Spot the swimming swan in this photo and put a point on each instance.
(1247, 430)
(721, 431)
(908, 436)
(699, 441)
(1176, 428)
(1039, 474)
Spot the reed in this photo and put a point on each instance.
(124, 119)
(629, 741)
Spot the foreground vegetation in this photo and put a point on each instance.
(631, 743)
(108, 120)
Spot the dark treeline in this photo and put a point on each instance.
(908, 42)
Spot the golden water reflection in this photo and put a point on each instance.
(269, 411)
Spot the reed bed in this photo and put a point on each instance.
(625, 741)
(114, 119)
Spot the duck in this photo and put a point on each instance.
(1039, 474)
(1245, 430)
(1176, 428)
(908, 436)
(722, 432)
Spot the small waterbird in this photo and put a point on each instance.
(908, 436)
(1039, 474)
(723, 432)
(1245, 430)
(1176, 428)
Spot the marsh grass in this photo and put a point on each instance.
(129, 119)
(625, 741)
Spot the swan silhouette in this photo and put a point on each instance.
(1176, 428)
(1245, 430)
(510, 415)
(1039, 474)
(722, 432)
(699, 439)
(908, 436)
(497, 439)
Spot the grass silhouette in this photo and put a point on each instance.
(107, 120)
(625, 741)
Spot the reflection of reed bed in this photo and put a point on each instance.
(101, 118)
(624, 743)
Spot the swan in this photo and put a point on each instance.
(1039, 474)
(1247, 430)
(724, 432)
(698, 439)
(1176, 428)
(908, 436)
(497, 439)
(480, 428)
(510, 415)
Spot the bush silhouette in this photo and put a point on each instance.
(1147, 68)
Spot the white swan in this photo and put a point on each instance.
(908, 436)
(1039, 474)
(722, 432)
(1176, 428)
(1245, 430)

━━━━

- _DIRECTIVE_:
Extract every one of the entries above verbatim, keeping them in their original order.

- _ANSWER BELOW_:
Spot the swimming swan in this photo and put a point on each instance.
(1247, 430)
(721, 431)
(908, 436)
(699, 441)
(1176, 428)
(1039, 474)
Spot the reed in this photo and put a point on each instance.
(124, 119)
(629, 741)
Spot the foreground vegetation in this photo and put a point on each instance.
(631, 743)
(108, 120)
Spot the dark treeline in this photo and put a point on each instance.
(908, 42)
Spot the golden water reflection in this photo and put a point on each instance.
(269, 411)
Spot the reed bed in this photo and put a point on each instance.
(625, 741)
(114, 119)
Spot the duck in this photo and put a point on each instance.
(1039, 474)
(1245, 430)
(1176, 428)
(908, 436)
(722, 432)
Spot the small waterbird in this photo and put a point on each instance.
(908, 436)
(1039, 474)
(723, 432)
(1245, 430)
(1176, 428)
Spot the marsh grass in this photo and put a point on each instance.
(129, 119)
(625, 741)
Spot the swan silhouette in this photo and put a point on each instance.
(1176, 428)
(1245, 430)
(510, 415)
(1039, 474)
(722, 432)
(699, 439)
(908, 436)
(497, 439)
Spot the grass silhouette in this photo and put a point on each instance.
(107, 120)
(625, 741)
Spot the reflection of reed bed in this photo and put a point on each instance.
(101, 118)
(624, 743)
Spot the swan in this photo and put a point on each instance.
(1039, 474)
(1247, 430)
(724, 432)
(698, 439)
(1176, 428)
(908, 436)
(497, 439)
(480, 428)
(510, 415)
Spot the bush silhouette in this photo and put a point on each instance.
(1147, 68)
Spot the white swan in this photo and put a point on each instance.
(908, 436)
(1039, 474)
(722, 432)
(1176, 428)
(1245, 430)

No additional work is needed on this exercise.